EXERCISE DESCRIPTION> Please tally the lines in the material below that contain the word "positive", and give the count only.

BEGIN

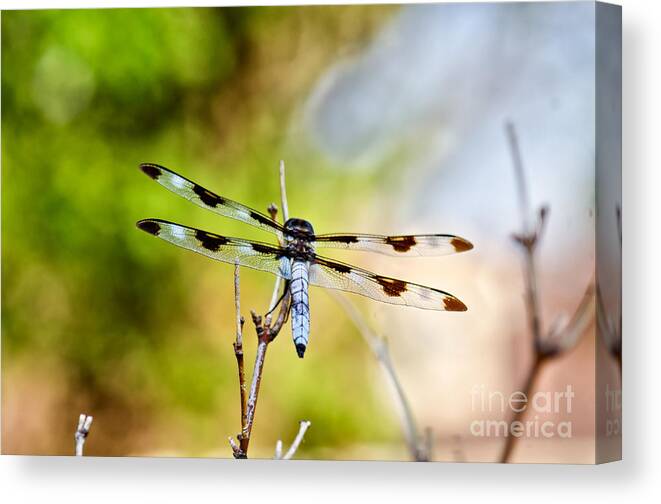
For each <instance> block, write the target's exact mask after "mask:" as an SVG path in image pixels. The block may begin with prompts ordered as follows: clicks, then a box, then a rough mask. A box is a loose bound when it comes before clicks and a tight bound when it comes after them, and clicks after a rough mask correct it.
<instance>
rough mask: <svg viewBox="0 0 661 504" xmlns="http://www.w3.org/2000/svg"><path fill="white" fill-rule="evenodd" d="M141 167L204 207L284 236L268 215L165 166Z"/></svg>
mask: <svg viewBox="0 0 661 504" xmlns="http://www.w3.org/2000/svg"><path fill="white" fill-rule="evenodd" d="M140 169H141V170H142V171H143V172H145V173H146V174H147V175H148V176H149V177H151V178H152V179H154V180H155V181H156V182H158V183H159V184H161V185H162V186H163V187H165V188H166V189H169V190H170V191H172V192H173V193H175V194H178V195H179V196H181V197H182V198H186V199H187V200H188V201H191V202H193V203H195V204H196V205H198V206H201V207H202V208H206V209H207V210H211V211H212V212H214V213H217V214H218V215H222V216H224V217H229V218H231V219H236V220H239V221H241V222H245V223H247V224H250V225H252V226H256V227H258V228H260V229H263V230H265V231H270V232H271V233H275V234H276V235H278V237H281V236H282V232H283V228H282V226H281V225H280V224H278V223H276V222H274V221H273V219H271V218H270V217H268V216H267V215H264V214H263V213H260V212H258V211H257V210H253V209H252V208H250V207H247V206H245V205H242V204H241V203H237V202H236V201H232V200H231V199H228V198H225V197H224V196H218V195H217V194H215V193H213V192H211V191H209V190H208V189H205V188H204V187H202V186H200V185H198V184H196V183H195V182H193V181H192V180H188V179H187V178H185V177H182V176H181V175H178V174H176V173H175V172H173V171H172V170H169V169H168V168H165V167H164V166H160V165H157V164H153V163H142V164H141V165H140Z"/></svg>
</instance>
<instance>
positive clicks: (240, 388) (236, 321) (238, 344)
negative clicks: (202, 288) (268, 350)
mask: <svg viewBox="0 0 661 504" xmlns="http://www.w3.org/2000/svg"><path fill="white" fill-rule="evenodd" d="M234 307H235V312H236V340H235V341H234V344H233V347H234V356H235V357H236V366H237V369H238V372H239V397H240V403H241V410H240V413H241V434H239V436H238V437H239V445H237V443H236V442H235V441H234V439H232V438H229V440H230V446H231V447H232V453H233V454H234V456H235V457H236V458H244V457H243V453H242V451H241V450H240V442H241V438H242V436H243V432H244V431H245V429H246V423H247V398H246V373H245V366H244V363H243V325H244V323H245V319H244V318H243V317H242V316H241V282H240V277H239V263H238V262H237V263H235V264H234Z"/></svg>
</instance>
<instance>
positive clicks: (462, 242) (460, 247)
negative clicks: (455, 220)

END

WRITTEN ANSWER> 2